[STATED EXERCISE] Rewrite the part that opens with the line containing "Where can you see the chair back?" and runs through the end of the records, switching "Pin" to "Mark" and changing nothing else.

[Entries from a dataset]
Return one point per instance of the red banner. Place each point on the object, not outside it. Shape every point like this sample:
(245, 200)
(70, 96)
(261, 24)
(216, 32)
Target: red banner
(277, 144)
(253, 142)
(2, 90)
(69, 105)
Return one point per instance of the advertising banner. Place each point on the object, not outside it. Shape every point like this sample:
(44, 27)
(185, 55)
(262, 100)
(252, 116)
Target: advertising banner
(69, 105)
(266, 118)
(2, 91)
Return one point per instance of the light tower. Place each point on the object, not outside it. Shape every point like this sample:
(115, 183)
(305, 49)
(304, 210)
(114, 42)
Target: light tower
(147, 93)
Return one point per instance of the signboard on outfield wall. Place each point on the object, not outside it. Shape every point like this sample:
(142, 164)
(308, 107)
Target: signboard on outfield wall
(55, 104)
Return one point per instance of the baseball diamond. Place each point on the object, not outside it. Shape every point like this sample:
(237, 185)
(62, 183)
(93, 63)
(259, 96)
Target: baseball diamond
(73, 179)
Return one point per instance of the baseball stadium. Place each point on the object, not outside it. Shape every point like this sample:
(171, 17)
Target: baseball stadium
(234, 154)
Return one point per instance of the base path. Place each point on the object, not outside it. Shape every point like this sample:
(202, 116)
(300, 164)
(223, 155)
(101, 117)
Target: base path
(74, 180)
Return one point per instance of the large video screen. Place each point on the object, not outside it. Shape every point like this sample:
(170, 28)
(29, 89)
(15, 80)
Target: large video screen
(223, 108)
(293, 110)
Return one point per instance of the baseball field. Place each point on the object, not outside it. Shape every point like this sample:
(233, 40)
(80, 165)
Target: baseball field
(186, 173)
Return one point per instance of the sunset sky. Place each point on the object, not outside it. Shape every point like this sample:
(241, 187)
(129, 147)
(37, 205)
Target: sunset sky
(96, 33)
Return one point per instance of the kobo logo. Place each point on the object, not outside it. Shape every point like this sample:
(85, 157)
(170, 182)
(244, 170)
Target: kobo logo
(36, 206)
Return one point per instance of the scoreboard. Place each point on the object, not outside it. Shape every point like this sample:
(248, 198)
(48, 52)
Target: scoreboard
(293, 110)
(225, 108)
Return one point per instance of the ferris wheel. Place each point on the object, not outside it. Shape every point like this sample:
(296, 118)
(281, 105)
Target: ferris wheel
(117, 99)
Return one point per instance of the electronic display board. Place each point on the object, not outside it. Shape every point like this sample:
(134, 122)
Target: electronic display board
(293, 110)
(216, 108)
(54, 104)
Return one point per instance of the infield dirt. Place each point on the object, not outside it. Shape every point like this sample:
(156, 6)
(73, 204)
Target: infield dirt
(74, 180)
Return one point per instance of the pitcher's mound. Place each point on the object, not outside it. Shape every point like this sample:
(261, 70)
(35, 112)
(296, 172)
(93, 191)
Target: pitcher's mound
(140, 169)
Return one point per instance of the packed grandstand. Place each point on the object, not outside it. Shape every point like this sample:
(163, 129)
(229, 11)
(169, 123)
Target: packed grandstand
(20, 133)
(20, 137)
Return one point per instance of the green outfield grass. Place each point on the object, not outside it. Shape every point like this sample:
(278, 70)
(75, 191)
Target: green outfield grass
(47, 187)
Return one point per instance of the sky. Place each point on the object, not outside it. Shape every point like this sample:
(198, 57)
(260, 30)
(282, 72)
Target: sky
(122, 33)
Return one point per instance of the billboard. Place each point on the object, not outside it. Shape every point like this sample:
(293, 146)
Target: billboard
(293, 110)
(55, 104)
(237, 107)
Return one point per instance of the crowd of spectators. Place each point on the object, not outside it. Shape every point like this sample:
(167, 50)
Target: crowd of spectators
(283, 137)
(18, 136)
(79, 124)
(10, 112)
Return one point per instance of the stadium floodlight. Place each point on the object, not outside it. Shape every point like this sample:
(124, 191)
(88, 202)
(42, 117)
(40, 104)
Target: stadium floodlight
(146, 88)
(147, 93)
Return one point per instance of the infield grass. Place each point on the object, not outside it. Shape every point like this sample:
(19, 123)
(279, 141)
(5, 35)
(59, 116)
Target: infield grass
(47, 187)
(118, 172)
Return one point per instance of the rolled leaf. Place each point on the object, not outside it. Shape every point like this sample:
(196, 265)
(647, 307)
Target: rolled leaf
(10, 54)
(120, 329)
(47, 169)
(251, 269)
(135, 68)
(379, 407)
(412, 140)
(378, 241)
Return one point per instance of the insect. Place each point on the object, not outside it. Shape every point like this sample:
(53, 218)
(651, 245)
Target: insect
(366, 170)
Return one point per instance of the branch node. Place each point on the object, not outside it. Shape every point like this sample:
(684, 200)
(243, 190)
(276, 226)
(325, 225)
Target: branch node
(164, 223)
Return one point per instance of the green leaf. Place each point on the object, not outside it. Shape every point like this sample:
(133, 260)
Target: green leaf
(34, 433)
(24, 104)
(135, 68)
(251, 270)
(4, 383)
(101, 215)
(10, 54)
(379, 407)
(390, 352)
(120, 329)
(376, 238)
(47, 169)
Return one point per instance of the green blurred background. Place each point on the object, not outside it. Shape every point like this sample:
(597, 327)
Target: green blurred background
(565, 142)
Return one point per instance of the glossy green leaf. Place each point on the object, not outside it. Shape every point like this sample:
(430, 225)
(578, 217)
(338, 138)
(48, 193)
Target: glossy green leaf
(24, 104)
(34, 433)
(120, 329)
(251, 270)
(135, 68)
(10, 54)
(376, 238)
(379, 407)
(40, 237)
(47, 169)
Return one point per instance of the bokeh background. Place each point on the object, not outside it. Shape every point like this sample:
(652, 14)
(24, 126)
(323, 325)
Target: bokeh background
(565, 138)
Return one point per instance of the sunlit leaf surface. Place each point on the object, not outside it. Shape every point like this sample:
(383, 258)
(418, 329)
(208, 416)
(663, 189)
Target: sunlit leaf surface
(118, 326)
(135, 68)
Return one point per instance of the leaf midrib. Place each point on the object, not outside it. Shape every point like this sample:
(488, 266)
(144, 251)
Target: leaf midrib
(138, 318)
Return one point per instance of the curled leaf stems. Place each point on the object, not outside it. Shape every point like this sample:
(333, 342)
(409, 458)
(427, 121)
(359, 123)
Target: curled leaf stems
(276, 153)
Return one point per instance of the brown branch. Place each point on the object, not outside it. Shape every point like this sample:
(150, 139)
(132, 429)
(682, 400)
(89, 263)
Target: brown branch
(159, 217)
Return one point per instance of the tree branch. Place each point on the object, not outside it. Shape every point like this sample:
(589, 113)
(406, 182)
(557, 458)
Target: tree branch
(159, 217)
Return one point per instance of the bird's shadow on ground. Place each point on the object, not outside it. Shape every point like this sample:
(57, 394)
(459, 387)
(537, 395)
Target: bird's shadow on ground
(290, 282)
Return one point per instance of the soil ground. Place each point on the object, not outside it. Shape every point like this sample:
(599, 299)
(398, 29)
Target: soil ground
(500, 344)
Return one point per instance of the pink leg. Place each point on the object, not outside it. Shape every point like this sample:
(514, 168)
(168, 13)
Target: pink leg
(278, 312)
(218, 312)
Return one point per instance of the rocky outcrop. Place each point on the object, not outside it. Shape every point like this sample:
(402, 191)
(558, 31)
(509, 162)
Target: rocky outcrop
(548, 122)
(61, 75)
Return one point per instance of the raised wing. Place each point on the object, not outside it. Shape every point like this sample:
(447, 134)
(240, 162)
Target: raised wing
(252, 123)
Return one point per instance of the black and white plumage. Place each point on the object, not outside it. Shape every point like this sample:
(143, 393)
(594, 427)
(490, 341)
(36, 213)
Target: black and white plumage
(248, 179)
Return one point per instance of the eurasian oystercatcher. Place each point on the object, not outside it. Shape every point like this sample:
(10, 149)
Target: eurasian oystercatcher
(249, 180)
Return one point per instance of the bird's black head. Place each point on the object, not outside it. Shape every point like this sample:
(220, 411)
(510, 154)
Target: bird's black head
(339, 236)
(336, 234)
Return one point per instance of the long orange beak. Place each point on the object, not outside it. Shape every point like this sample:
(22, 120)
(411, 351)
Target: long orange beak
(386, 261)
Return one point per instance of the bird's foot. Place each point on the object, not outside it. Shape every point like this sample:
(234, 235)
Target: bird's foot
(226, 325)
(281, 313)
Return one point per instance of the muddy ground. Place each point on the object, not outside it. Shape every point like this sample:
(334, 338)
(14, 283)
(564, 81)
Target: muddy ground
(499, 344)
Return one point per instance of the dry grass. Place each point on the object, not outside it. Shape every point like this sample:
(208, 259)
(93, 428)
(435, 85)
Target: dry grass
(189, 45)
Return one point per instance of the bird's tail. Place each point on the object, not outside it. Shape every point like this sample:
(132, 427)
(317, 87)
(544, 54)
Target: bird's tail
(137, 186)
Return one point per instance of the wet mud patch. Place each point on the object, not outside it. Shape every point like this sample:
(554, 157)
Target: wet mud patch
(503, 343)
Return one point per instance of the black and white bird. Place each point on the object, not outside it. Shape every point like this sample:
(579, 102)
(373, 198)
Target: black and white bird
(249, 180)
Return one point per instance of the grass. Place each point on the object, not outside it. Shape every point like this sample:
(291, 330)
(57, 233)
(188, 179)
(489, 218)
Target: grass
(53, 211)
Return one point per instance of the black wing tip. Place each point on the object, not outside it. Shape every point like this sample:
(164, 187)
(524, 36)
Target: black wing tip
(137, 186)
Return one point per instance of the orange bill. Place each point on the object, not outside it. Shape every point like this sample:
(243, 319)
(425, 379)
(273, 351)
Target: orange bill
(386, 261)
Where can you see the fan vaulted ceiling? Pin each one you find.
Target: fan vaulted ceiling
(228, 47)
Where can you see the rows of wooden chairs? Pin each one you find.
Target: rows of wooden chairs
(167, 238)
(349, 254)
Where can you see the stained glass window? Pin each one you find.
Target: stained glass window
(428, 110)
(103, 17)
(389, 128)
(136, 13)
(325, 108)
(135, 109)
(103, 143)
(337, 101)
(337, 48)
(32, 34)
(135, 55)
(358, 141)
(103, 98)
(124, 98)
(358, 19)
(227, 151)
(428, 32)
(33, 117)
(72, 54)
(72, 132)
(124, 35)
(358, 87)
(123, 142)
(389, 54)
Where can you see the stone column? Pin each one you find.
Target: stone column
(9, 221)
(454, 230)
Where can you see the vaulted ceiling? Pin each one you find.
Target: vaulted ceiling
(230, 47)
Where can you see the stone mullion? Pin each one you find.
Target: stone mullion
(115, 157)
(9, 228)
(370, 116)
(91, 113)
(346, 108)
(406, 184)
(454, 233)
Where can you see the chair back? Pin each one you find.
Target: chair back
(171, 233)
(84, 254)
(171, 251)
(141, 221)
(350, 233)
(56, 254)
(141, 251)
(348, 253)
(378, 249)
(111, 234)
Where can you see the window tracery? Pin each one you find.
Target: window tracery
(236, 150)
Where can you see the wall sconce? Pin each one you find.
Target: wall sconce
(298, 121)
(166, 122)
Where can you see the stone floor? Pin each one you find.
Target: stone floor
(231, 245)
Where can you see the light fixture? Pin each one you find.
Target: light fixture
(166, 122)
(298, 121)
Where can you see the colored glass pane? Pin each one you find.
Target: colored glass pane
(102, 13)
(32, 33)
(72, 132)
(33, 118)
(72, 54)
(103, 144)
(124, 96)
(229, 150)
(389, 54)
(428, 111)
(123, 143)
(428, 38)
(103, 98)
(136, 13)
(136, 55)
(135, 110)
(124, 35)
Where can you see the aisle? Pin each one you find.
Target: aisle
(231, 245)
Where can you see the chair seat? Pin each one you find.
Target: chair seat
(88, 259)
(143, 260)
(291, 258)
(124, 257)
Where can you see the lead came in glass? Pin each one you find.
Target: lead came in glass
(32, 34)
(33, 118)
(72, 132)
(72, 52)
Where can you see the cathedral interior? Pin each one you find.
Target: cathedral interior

[FINISHED ANSWER]
Where can you see the chair back? Mark each one you find.
Target: chair back
(171, 233)
(84, 254)
(171, 251)
(141, 221)
(350, 233)
(56, 254)
(141, 251)
(348, 253)
(378, 249)
(111, 234)
Where can you see the window tracery? Mark each one you find.
Target: window tracery
(236, 150)
Where can you see the wall sconce? Mark each one you find.
Target: wall sconce
(298, 121)
(166, 122)
Where can you see the stone floor? Mark each one you find.
Target: stone floor
(231, 245)
Where can you see the light fixture? Mark each one you find.
Target: light fixture
(166, 122)
(298, 121)
Where can you see the colored glass pane? Mark each one you find.
Target: colored glass pane
(102, 13)
(32, 33)
(72, 132)
(33, 118)
(72, 54)
(103, 144)
(124, 96)
(229, 150)
(389, 54)
(428, 111)
(123, 143)
(428, 38)
(103, 98)
(136, 13)
(136, 55)
(135, 110)
(124, 35)
Where can you see the aisle? Mark each one you find.
Target: aisle
(231, 245)
Where can you see the chair seat? Mark each one you find.
Target: chair seat
(88, 259)
(143, 260)
(291, 258)
(124, 257)
Where can you see the lead came in glass? Mark each one you find.
Target: lead came in glass
(32, 34)
(33, 118)
(72, 132)
(72, 52)
Where can you see the cathedral interior? Mark each one you find.
Target: cathedral interior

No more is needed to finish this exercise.